● **YOUR INSTRUCTIONS**
Repeat word for word the part of the text about Bucky Fuller's map starting at "Books much later" and ending at "do with cartogtraphy.".

● **DOCUMENT TEXT**
Start of Block
Well, your poem, ready for "feedback",
provided a rare opportunity to kick you up from the Cc line into To space
...even if only for a "post". In keeping with hyperzining, I kicked at the
static props of MOAPGers. The lesson isn't in the poetry, but in talking about
everyday things. You said you'd been through many "drafts". So, I stuck a
bracketed "ing" in there, creating "draft[ing]s". Think, and imagine, forward
from...
|
Thinking point: We c'n use all
sorts of sensemes to think with, whether it's a group of jazz
individualists on the raised platform in a club or ...well, a gang of
cartologists impressing the populace with their mapping prowess. Bucky
(Richard Buckminster) Fuller, in the forties, developed a map with no
distortions. A funny looking thing. But you could draw straight lines from
any set of point As to point Bs and no distortion. No perspective drawing.
Books much later than the forties on cartography didn't mention bucky. Not
a footnote. In the late nineties, somebody wrote a book, "Mapping the New
Millennium". Same thing. And he went into all kinds of mappings. If he
wrote his book in this century, he would have included Bucky, but not
Bucky's cartographic invention, which the damne Greeks should
have invented. Anybody with a sense of the globe. He'd have included
Bucky because a couple chemists (I think) working with Carbon-60 called
this basket, a "bucky ball". The substance, buckminsterfullerine. This had
little to do with cartogtraphy.
You know the hassle.
Projecting the globe onto a plane. Finally, the flat sheet was wrapped
around the globe as a kind of tube and we got a huge
Greenland.
What Bucky did was, as
soon as you hear it, obvious. He projected from the globe's surface onto a
closed polyhedron. First he used a cuboctahedron because it was his vector
equilibrium. That was prinred in Fortune Magazine. But soon he
used the obvious choice, the icosahedron. Twenty triangles. As you move
from a triangle's center to its edges, before the distortion becomes
detectable, you're in another triangle moving toward the center. You cut
along some seams and lay out a flat map with no distortion.
Ombidirectional projection. I don't know that Bucky ever called it that,
but he used omnidirectional and omni-other-things in other
context.
Soooo, we c'n think of
our projections into a poem as even more comprehensive omnidirectional
projections. Maybe, forgetting both phonemes and revelemes,
concentrating on the apprehended surfaces, we can speak of our sensmees in
an omnisensorial projection. This is just to shake loose from
habit. As a concept it's only a certificate to hang on the wall that cries
out about added degrees of freedom. We c'n project through all our dozens
of senses as dimensions, degrees of freedom. We c'n switch senses turning
our images into sensemes and changing the "angle of
perception".
End of Block
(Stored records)
Start of Block
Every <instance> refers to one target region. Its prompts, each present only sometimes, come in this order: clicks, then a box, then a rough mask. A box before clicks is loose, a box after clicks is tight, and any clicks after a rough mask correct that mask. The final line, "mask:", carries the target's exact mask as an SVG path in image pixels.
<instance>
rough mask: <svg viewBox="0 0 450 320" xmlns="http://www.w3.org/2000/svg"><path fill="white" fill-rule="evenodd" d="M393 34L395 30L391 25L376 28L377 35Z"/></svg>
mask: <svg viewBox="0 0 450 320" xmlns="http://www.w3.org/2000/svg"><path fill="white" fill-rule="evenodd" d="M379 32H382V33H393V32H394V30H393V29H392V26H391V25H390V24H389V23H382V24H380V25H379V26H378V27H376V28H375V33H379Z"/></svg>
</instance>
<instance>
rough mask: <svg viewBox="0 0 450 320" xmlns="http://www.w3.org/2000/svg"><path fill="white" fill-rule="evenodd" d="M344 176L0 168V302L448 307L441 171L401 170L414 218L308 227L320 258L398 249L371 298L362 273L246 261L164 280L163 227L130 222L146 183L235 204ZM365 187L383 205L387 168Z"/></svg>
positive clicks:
End of Block
● **COMPLETED EXERCISE**
Books much later than the forties on cartography didn't mention bucky. Not
a footnote. In the late nineties, somebody wrote a book, "Mapping the New
Millennium". Same thing. And he went into all kinds of mappings. If he
wrote his book in this century, he would have included Bucky, but not
Bucky's cartographic invention, which the damne Greeks should
have invented. Anybody with a sense of the globe. He'd have included
Bucky because a couple chemists (I think) working with Carbon-60 called
this basket, a "bucky ball". The substance, buckminsterfullerine. This had
little to do with cartogtraphy.